**What you need to do**
Pick out each line in the entries below that contains the string "ceiling" and copy it. Case counts.

■ ■ ■ ■

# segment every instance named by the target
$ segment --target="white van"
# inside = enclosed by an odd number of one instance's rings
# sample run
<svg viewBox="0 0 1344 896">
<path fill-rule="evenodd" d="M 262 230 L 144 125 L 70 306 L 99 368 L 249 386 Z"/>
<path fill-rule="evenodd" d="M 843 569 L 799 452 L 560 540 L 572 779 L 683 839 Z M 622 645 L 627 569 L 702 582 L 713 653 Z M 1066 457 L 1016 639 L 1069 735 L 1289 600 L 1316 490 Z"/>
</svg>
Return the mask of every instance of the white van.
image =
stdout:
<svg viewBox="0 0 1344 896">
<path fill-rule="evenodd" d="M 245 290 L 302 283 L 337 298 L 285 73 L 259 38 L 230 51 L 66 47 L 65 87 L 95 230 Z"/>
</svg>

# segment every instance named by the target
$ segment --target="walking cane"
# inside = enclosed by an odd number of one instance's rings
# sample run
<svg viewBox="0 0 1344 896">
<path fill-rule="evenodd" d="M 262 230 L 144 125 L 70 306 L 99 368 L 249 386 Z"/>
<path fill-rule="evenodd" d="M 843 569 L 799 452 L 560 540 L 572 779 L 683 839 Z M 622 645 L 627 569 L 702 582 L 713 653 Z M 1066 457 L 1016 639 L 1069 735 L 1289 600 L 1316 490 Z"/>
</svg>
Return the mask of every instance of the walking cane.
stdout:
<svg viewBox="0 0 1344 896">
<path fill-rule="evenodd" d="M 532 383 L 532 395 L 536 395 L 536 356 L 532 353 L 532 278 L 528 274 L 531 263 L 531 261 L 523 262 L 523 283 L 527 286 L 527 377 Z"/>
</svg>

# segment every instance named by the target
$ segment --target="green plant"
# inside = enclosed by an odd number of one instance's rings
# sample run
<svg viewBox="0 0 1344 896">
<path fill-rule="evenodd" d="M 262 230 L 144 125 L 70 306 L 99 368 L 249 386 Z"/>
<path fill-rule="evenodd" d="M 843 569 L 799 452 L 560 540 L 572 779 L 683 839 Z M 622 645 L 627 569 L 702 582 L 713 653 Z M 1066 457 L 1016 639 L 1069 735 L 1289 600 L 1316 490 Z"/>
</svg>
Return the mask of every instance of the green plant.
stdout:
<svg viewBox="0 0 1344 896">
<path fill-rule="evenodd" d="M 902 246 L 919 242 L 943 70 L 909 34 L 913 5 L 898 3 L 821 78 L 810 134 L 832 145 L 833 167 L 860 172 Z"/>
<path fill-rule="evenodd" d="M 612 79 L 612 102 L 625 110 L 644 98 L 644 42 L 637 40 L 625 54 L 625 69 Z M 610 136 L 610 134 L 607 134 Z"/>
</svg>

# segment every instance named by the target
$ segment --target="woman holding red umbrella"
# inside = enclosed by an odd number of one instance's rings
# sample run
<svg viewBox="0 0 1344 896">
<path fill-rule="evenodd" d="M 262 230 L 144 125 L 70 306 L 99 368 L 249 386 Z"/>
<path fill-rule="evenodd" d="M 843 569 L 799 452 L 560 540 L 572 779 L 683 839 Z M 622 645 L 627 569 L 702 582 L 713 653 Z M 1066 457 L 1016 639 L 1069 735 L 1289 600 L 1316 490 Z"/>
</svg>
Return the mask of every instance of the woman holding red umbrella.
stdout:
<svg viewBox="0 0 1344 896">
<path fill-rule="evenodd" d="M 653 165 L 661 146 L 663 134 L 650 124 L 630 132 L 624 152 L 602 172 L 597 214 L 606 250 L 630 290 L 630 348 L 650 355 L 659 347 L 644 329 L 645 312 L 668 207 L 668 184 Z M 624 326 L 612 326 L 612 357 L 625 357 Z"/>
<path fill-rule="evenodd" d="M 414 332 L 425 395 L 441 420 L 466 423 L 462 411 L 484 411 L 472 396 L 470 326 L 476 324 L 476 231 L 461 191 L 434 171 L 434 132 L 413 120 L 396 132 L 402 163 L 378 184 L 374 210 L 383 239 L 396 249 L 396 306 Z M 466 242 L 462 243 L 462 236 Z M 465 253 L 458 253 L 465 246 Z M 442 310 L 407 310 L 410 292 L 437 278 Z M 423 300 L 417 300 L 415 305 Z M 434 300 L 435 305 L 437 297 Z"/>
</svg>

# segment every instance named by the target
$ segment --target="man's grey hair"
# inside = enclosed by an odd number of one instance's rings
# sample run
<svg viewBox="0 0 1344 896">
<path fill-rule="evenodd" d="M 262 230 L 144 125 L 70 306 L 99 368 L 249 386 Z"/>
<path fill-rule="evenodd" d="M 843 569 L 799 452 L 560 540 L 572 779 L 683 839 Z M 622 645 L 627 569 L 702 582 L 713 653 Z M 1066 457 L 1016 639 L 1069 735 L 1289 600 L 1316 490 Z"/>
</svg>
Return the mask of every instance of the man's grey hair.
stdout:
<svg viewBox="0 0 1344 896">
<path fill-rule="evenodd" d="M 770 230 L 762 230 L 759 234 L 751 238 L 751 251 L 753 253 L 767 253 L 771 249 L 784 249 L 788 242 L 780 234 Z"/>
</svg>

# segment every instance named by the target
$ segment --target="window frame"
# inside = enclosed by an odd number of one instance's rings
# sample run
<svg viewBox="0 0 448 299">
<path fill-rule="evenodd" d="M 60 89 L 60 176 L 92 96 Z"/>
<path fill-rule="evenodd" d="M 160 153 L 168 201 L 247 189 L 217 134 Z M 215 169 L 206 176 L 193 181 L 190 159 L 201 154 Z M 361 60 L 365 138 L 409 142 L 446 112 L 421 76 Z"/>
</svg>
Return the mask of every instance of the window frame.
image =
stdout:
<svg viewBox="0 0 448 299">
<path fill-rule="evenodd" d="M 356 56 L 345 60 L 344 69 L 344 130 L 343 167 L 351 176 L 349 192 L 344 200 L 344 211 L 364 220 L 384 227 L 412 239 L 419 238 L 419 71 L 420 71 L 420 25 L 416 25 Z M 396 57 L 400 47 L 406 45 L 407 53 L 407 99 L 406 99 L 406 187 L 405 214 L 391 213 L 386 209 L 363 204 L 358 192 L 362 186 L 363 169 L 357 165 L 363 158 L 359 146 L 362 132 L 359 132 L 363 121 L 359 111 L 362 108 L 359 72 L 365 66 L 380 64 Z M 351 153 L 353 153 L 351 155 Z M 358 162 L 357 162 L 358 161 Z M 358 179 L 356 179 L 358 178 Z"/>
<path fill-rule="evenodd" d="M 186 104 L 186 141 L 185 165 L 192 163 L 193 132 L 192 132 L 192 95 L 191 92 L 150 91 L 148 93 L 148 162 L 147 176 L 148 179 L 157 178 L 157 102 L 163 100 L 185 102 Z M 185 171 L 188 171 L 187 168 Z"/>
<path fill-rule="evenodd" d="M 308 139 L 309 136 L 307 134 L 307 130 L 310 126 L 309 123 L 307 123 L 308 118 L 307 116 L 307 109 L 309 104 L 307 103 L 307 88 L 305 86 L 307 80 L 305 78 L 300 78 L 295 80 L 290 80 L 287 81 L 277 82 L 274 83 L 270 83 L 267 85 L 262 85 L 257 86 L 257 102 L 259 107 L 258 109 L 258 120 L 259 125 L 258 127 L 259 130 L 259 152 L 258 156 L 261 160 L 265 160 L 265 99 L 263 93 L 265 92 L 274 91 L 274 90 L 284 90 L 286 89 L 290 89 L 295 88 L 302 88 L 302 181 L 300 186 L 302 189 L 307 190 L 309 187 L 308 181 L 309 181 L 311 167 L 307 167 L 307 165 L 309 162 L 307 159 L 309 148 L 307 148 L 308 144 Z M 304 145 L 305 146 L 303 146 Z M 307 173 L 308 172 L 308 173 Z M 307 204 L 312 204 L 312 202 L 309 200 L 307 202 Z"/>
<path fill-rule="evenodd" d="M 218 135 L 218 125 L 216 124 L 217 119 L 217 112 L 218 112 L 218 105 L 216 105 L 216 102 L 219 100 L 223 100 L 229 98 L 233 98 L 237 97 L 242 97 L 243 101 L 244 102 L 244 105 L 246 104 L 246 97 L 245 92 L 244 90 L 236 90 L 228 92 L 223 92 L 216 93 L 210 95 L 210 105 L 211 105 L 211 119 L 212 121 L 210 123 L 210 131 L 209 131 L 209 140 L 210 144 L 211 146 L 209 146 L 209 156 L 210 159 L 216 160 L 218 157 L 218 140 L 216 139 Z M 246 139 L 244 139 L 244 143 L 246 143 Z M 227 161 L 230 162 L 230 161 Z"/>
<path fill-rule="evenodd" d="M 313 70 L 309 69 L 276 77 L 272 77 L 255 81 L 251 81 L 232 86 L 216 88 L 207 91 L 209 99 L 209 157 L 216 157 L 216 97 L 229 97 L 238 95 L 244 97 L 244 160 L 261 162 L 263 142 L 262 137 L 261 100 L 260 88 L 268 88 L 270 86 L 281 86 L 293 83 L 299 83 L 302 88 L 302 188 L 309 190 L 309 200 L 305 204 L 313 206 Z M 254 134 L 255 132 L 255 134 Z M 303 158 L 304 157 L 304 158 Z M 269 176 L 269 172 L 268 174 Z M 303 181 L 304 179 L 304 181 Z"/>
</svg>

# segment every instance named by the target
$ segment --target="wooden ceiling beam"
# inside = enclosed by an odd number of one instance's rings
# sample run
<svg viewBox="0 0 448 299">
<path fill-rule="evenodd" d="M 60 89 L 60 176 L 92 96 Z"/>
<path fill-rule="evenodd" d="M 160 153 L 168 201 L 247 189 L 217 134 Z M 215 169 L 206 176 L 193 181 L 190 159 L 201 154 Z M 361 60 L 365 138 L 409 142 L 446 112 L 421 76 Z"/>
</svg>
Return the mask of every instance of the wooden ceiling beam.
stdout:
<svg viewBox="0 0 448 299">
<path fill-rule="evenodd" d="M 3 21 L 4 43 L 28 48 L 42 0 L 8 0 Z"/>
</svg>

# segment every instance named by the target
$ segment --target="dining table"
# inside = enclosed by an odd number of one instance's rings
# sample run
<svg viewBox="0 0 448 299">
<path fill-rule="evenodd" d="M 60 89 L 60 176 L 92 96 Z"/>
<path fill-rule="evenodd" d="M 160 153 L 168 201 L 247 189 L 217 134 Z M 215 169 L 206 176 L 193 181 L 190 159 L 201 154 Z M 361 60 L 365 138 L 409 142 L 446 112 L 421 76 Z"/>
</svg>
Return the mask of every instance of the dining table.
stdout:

■ ■ ■ ■

**Answer to this exercise**
$ segment --target="wooden ceiling beam"
Return the mask of every instance of the wooden ceiling beam.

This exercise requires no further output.